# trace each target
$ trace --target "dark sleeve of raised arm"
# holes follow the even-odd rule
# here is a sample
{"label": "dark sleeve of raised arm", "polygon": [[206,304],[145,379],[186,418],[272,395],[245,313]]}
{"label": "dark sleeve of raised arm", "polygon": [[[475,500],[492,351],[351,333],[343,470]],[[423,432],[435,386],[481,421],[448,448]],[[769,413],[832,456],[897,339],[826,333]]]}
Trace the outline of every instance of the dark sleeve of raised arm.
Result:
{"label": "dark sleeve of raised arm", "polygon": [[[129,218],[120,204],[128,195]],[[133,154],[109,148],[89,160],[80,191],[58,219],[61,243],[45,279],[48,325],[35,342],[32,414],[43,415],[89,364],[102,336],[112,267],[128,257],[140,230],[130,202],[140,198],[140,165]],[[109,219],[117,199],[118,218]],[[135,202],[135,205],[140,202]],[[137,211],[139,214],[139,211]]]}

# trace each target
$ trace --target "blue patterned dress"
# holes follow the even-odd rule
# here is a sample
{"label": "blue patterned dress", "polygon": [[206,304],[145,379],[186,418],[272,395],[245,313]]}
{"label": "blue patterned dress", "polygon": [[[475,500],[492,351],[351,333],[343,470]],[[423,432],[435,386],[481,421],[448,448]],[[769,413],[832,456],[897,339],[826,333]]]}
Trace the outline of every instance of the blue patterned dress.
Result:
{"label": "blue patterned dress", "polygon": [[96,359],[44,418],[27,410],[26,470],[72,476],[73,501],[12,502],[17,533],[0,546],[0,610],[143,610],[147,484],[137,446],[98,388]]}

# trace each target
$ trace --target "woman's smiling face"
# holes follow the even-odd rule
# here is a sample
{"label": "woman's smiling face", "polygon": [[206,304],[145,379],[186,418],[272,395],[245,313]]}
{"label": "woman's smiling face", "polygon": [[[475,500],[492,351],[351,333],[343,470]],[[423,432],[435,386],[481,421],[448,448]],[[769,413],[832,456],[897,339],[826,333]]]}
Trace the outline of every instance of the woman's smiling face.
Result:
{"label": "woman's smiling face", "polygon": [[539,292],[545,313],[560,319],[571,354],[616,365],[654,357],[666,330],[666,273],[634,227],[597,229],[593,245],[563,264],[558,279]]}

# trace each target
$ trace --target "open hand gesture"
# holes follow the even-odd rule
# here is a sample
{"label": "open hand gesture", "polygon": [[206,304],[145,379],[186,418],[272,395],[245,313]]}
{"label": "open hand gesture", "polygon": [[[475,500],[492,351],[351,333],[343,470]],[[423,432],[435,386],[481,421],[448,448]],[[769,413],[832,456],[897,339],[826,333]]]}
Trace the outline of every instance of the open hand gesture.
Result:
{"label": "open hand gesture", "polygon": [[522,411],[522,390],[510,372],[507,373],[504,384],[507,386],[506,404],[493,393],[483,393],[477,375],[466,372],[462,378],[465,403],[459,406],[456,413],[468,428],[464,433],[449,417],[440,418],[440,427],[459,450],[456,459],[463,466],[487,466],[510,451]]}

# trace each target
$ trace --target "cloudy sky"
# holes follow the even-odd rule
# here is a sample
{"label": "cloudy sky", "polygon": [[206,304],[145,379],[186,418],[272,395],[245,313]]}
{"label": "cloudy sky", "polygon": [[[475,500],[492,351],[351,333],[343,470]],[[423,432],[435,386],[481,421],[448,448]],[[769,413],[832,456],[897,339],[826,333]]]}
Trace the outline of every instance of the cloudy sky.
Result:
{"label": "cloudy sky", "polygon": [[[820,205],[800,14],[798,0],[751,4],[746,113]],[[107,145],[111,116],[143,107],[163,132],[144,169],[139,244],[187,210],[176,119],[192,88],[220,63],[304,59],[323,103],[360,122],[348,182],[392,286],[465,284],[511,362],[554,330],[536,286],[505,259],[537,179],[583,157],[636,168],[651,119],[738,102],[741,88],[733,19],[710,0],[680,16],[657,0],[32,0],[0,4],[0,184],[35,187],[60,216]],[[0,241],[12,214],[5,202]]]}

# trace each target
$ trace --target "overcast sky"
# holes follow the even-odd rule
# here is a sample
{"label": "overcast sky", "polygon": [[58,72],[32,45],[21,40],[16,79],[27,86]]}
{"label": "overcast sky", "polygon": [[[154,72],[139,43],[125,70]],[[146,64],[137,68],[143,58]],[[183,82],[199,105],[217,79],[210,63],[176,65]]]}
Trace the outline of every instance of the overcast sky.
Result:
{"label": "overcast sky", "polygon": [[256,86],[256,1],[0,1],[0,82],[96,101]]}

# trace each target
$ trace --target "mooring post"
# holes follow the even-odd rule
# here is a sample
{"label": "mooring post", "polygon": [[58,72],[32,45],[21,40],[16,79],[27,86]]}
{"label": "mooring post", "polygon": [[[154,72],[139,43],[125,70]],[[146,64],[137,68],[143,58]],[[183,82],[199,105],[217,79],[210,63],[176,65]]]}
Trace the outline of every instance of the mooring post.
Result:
★ ★ ★ ★ ★
**EXERCISE OBJECTIVE:** Print the entries exactly. Include every one.

**EXERCISE RESULT:**
# trace each target
$ trace --target "dark sleeve of raised arm"
# holes follow the even-odd rule
# here is a sample
{"label": "dark sleeve of raised arm", "polygon": [[206,304],[145,379],[186,418],[272,395],[245,313]]}
{"label": "dark sleeve of raised arm", "polygon": [[[475,500],[492,351],[351,333],[343,470]],[[423,432],[435,386],[481,421],[448,448]],[[769,413],[832,456],[897,339],[826,333]]]}
Trace the outline of every instance of the dark sleeve of raised arm.
Result:
{"label": "dark sleeve of raised arm", "polygon": [[[129,218],[120,204],[128,195]],[[133,154],[109,148],[89,160],[80,191],[58,219],[61,243],[45,279],[48,325],[35,342],[32,414],[43,415],[89,364],[102,336],[112,267],[128,257],[140,230],[130,202],[140,198],[140,165]],[[109,219],[117,199],[118,218]],[[135,202],[135,205],[140,202]],[[137,211],[139,214],[139,211]]]}

# trace each target
$ trace --target "blue patterned dress"
# holes follow the even-odd rule
# here is a sample
{"label": "blue patterned dress", "polygon": [[206,304],[145,379],[186,418],[272,395],[245,313]]}
{"label": "blue patterned dress", "polygon": [[[475,500],[492,351],[351,333],[343,470]],[[423,432],[435,386],[481,421],[448,448]],[[769,413],[832,456],[897,339],[826,333]]]}
Trace the outline of every instance of the blue patterned dress.
Result:
{"label": "blue patterned dress", "polygon": [[96,359],[44,418],[27,410],[26,470],[72,476],[73,501],[12,502],[17,533],[0,546],[0,610],[143,610],[147,484],[137,446],[98,388]]}

# trace each target
$ trace --target "woman's smiling face"
# holes follow the even-odd rule
# here is a sample
{"label": "woman's smiling face", "polygon": [[206,304],[145,379],[186,418],[272,395],[245,313]]}
{"label": "woman's smiling face", "polygon": [[[475,500],[492,351],[351,333],[343,470]],[[423,432],[435,386],[481,421],[448,448]],[[769,413],[832,456],[897,339],[826,333]]]}
Trace the outline of every instance of the woman's smiling face.
Result:
{"label": "woman's smiling face", "polygon": [[539,292],[545,313],[560,319],[571,354],[616,365],[654,357],[666,330],[666,273],[634,227],[597,229],[593,245],[563,264],[558,279]]}

# trace each target
$ trace --target "open hand gesture"
# holes follow the even-odd rule
# here is a sample
{"label": "open hand gesture", "polygon": [[206,304],[145,379],[186,418],[272,395],[245,313]]}
{"label": "open hand gesture", "polygon": [[[475,500],[492,351],[351,333],[343,470]],[[423,432],[435,386],[481,421],[448,448]],[[769,413],[832,456],[897,339],[826,333]]]}
Trace the outline of every instance of the open hand gesture.
Result:
{"label": "open hand gesture", "polygon": [[522,411],[522,390],[510,372],[507,373],[504,384],[507,386],[506,404],[493,393],[483,393],[477,375],[466,372],[462,378],[465,403],[459,406],[456,413],[468,428],[464,433],[449,417],[440,418],[440,427],[459,450],[456,459],[463,466],[487,466],[510,451]]}

# trace each target
$ trace --target "cloudy sky"
# holes follow the even-odd rule
# here is a sample
{"label": "cloudy sky", "polygon": [[206,304],[145,379],[186,418],[272,395],[245,313]]}
{"label": "cloudy sky", "polygon": [[[475,500],[492,351],[351,333],[343,470]],[[423,432],[435,386],[481,421],[448,448]],[[769,413],[832,456],[897,339],[826,333]]]}
Trace the outline of every instance of the cloudy sky.
Result:
{"label": "cloudy sky", "polygon": [[[820,205],[800,14],[798,0],[751,4],[746,113]],[[107,145],[111,116],[143,107],[163,132],[144,169],[139,244],[187,210],[176,119],[192,88],[220,63],[304,59],[323,103],[360,122],[348,182],[392,286],[465,284],[511,362],[554,330],[536,286],[505,259],[537,179],[583,157],[636,168],[651,119],[738,102],[741,88],[733,19],[710,0],[680,16],[657,0],[32,0],[0,4],[0,184],[35,187],[60,216]],[[0,241],[12,214],[5,202]]]}

# trace each target
$ trace --target "overcast sky"
# holes follow the even-odd rule
# here is a sample
{"label": "overcast sky", "polygon": [[58,72],[32,45],[21,40],[16,79],[27,86]]}
{"label": "overcast sky", "polygon": [[[154,72],[139,43],[125,70]],[[146,64],[137,68],[143,58]],[[183,82],[199,105],[217,79],[210,63],[176,65]]]}
Trace the outline of every instance of the overcast sky.
Result:
{"label": "overcast sky", "polygon": [[256,86],[256,1],[0,1],[0,82],[96,101]]}

# trace each target
$ trace --target "mooring post"
# holes follow the even-odd rule
# here is a sample
{"label": "mooring post", "polygon": [[58,72],[32,45],[21,40],[16,79],[27,86]]}
{"label": "mooring post", "polygon": [[[154,72],[139,43],[125,70]],[[146,64],[137,68],[143,58]],[[183,82],[199,105],[217,79],[210,63],[176,65]]]}
Trace the outline of every instance of the mooring post.
Result:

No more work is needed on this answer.